### RECORDS
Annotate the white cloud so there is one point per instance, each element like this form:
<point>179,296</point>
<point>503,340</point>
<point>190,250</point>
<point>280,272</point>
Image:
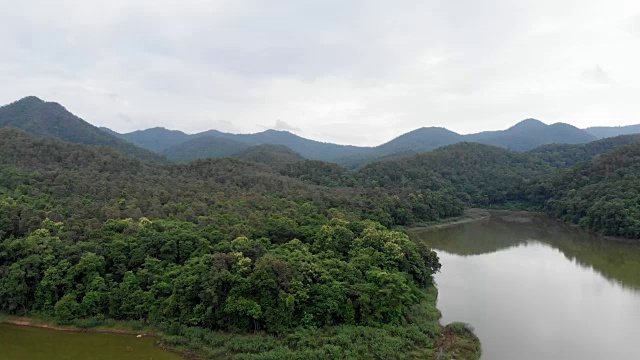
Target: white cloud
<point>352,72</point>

---

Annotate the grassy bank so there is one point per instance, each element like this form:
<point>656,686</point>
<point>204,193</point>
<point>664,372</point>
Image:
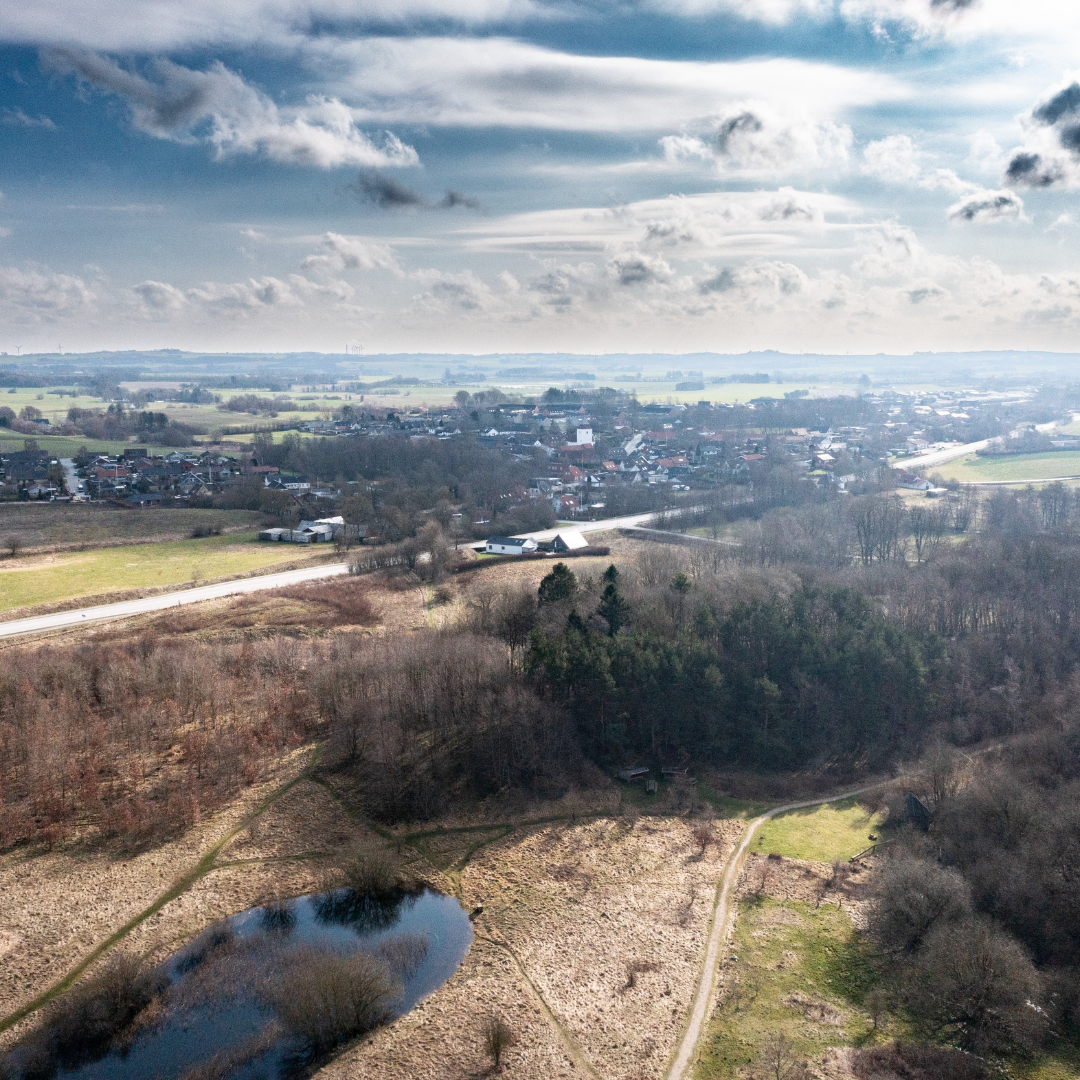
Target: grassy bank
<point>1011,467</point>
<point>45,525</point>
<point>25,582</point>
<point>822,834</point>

### TASK TO COMPLETE
Each line above that contains the string "instance" should be copied.

### ANSWER SPACE
Annotate the white cloud so there is one point per instance, each element like this form:
Annotate the grassy bank so there is one point per instance, each element like this form:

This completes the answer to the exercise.